This article makes a case that artists can use their skills towards more ecological outcomes. I couldn't agree more. Here is an article written by Ben Valentine and featured on Hyperallergic.com
Creativity isn't really about being original, it is about unique combinations. As a permaculture student and lover of environmental art, the connection of bringing together restoration to the land base in an artful way occurred to me. I recognized the power of art as the educator and I felt that if there was land, water, or air that had thoughtfully been remediated than how could that important message be shared. The message to be shared is the one of human as giving back, not just taking, the message of human as steward dedicated to an ecological restorative practice with the land, water, and air. Art seemed to be the best way to share this ethos, that this experience and way of being in the world could be possible.

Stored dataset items
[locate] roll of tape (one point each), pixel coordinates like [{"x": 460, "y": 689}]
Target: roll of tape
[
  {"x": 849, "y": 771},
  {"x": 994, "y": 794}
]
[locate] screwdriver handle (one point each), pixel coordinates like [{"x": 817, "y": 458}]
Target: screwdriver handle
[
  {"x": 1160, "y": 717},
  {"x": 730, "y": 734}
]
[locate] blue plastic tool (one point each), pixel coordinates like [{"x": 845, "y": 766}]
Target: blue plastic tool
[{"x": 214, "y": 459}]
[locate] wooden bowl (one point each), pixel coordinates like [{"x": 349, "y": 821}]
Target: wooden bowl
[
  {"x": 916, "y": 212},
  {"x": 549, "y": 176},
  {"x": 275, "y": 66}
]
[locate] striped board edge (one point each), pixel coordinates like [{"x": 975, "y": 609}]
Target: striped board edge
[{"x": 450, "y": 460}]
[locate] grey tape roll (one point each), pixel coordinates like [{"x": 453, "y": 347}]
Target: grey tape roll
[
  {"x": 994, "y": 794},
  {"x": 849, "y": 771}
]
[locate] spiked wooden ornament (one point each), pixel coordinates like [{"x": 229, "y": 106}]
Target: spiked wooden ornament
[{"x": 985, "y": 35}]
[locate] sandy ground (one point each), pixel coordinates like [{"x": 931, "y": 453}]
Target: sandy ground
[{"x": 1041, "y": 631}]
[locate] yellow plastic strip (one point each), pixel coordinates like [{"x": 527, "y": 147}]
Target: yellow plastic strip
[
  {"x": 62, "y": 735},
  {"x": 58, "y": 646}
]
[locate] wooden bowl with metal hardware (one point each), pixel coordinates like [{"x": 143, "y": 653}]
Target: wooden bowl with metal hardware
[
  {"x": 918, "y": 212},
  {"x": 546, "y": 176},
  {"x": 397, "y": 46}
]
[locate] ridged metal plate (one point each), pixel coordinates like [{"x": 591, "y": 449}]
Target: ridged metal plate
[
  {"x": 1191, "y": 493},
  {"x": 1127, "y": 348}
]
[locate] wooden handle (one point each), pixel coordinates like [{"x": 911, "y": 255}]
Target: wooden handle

CHALLENGES
A. Please print the rows unchanged, from the line containing "[locate] ridged metal" through the last line of the rows.
B. Carry on the piece about art and ecological restoration, picking up after its final sentence.

SET OF ANSWERS
A.
[locate] ridged metal plate (one point each), pixel coordinates like [{"x": 591, "y": 449}]
Target: ridged metal plate
[
  {"x": 1191, "y": 493},
  {"x": 1127, "y": 348}
]
[locate] wooden handle (one point each), pixel coordinates like [{"x": 911, "y": 255}]
Target: wooden handle

B.
Imagine a watershed restoration project that might be close to a trail. Imagine that integrated with the erosion control earthworks is a design that is a recognizable feature that attracts the attention of those passing by. This is an opportunity for those paying attention to briefly read that there is restoration of this site in progress and that the design they see integrated will be habitat, help with erosion, and provide shade for the fish in the river. The multiple levels of functionality going on in this scenario includes, actual land based restoration techniques (the science), artful use of natural materials arranged for functionality and appreciation (the art), educational enrichment for the passersby (the message), and as a site containing art this location could receive more protection in the future. Additionally, the long-term development or the evolving nature of this artwork could attract long-term interest from the public, further increasing the protection of the land. As long as the humans stay off the healing land that is. :)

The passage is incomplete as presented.